EXERCISE SET >>
a) According to the passage on treats that can harm a dog's teeth, which teeth are especially likely to snap off when a dog crushes ice?
b) Pick up the passage on treats that can harm a dog's teeth after its final sentence and keep writing it.

PASSAGE FOR REVIEW >>
****

Even though canine teeth are incredibly powerful, they’re still susceptible to fractures, breaks, and in some cases, even cavities. Pet parents might be surprised to discover that some of their dog’s favorite treats can put their dog’s oral health at risk. Here are some treats that can actually harm your dog’s teeth.
Some pet parents can’t resist sharing their desserts with their dogs. Sweet treats like ice cream, cookies and other sugary human delicacies are a bad idea for dogs from a nutrition and weight standpoint, but sweet foods can also have a negative impact on tooth health as well.
Even though dogs aren’t as prone to cavities as humans because of the shape of their teeth (they have fewer flat teeth where bacteria can build up) and the pH in their mouths, it is still possible for dogs who eat an excessive amount of sugar to develop them, particularly on teeth in the rear of the mouth.
It might seem like ice cubes are a great dog treat because they do double duty as a quick chew as well as a way to hydrate. Unfortunately, those hard chunks of ice can do major damage. Even though dogs have powerful mouths, the pressure required to break through a piece of ice is considerable, and a determined ice-chomping dog might end up with a fractured tooth.
The sharpest points of a dog’s mandibular first molar and the maxillary fourth molar are particularly at risk for snapping off because of the pressure needed to crush ice. Come hot weather, skip the ice and give your dog a good old fashioned bowl of water instead.

****

RECORD EXCERPTS >>
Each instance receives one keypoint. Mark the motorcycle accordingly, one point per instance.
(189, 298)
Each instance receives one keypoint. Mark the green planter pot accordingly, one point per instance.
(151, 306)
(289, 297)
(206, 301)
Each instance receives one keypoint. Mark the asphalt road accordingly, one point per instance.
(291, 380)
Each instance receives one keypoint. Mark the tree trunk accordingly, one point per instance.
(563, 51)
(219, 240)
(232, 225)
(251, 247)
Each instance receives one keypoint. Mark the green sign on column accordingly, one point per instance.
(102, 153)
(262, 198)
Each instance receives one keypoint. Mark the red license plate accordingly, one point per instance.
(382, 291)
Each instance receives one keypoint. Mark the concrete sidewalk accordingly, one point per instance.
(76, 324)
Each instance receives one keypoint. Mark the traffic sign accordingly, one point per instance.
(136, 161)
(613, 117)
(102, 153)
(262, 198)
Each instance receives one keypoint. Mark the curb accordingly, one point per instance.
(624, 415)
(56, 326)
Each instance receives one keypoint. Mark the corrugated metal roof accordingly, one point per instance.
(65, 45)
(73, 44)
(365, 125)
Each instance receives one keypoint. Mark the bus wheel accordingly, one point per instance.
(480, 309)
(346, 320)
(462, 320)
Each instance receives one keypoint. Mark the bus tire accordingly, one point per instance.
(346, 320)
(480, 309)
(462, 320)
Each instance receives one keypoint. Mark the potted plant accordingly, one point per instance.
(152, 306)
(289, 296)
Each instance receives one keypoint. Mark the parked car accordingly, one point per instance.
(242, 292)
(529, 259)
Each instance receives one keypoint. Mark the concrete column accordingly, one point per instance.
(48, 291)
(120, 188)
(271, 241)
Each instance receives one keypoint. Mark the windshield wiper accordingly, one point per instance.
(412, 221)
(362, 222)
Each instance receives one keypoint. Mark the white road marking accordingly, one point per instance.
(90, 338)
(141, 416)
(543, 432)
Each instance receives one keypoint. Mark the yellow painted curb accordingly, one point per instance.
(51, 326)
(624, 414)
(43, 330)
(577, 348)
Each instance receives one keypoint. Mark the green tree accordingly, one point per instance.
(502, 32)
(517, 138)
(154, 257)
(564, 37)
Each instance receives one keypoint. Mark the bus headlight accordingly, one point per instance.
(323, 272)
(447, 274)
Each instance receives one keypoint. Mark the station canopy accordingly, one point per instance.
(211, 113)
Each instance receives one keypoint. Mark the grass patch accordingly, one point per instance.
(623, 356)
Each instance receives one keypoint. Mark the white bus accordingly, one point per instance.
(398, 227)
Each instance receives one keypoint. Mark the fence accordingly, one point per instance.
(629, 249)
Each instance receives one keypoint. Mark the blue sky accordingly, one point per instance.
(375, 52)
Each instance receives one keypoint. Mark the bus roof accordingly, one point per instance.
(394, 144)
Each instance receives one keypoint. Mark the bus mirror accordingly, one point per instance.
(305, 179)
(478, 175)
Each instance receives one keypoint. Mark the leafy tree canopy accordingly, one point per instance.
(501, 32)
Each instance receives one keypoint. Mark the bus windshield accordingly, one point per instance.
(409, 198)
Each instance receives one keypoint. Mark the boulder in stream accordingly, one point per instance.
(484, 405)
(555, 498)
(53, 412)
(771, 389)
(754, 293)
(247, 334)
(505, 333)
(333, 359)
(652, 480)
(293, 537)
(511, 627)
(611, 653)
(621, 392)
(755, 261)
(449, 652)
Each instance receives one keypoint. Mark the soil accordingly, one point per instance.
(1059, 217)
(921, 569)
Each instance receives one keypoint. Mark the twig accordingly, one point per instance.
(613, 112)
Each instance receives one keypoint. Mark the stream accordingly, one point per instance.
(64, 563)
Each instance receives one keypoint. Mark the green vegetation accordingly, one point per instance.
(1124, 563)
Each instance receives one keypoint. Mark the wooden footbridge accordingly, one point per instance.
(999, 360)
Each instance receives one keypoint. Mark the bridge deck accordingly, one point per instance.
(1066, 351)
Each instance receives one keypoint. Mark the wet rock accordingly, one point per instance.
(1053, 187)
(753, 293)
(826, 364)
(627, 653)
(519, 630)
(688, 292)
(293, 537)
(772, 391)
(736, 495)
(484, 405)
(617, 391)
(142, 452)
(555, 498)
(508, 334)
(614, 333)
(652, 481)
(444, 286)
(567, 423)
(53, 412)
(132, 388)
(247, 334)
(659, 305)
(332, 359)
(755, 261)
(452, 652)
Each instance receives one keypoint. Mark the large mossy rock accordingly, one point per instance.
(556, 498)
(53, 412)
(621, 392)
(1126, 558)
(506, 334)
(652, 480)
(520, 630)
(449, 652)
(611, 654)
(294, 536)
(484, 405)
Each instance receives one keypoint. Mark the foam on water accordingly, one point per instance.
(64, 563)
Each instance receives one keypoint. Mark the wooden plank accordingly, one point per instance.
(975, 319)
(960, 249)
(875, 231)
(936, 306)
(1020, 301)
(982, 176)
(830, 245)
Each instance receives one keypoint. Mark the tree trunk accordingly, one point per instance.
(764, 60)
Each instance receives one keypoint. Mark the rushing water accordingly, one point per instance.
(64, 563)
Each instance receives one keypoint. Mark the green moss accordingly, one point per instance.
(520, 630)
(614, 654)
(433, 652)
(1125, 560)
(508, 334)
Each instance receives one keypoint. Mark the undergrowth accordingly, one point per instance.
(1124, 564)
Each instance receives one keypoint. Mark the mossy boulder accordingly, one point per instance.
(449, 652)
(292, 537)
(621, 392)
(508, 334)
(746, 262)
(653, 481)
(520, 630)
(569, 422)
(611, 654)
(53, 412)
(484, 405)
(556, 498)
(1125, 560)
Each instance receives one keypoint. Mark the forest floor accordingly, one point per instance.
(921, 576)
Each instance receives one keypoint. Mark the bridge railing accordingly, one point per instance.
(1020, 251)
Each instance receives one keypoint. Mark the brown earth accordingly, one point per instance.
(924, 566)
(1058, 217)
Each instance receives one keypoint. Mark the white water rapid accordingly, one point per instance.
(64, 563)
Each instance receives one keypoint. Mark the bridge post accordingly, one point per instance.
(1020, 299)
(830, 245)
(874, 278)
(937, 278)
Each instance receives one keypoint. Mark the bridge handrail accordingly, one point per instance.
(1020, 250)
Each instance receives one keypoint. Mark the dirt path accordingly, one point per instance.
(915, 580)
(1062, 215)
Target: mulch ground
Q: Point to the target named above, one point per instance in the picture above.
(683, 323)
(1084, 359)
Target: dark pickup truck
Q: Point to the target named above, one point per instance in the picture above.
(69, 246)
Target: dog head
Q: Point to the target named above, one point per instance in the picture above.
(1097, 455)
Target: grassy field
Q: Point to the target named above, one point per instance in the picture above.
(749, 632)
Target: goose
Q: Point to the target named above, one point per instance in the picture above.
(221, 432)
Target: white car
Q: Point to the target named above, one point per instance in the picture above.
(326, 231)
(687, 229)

****

RESULTS BY TASK >>
a) The sharpest points of the mandibular first molar and the maxillary fourth molar.

b)
3. Animal Bones, Antlers and Rolled Rawhide
Dogs have an innate need to exercise their jaws, however many beloved chews like bones, elk antlers and cow hooves can cause serious dental trauma like fractures and breaks. Bones, particularly antlers, have zero “give,” which makes them long lasting but also more likely to be hard enough to cause problems.
If you wouldn’t hit your knee with the bone or chew, it’s probably not a safe bet for your dog’s teeth. But that doesn’t mean that your furry best friend has to remain chew-less – your dog can still exercise his jaws on durable rubber treat-stuffable toys.
4. Hard-Plastic Dental Bones
Some processed plastic or nylon dental chew bones are marketed to suggest that they improve dental health, but they may in fact cause the same types of problems as antlers and hooves. Many of these chews don’t pass the “knee test,” which means that they’re hard enough to do damage to your dog’s teeth.
On top of that, some dental chews might not deliver the tooth cleaning benefits that they promise. Unfortunately most of these treats do not provide proof beyond anecdotal claims.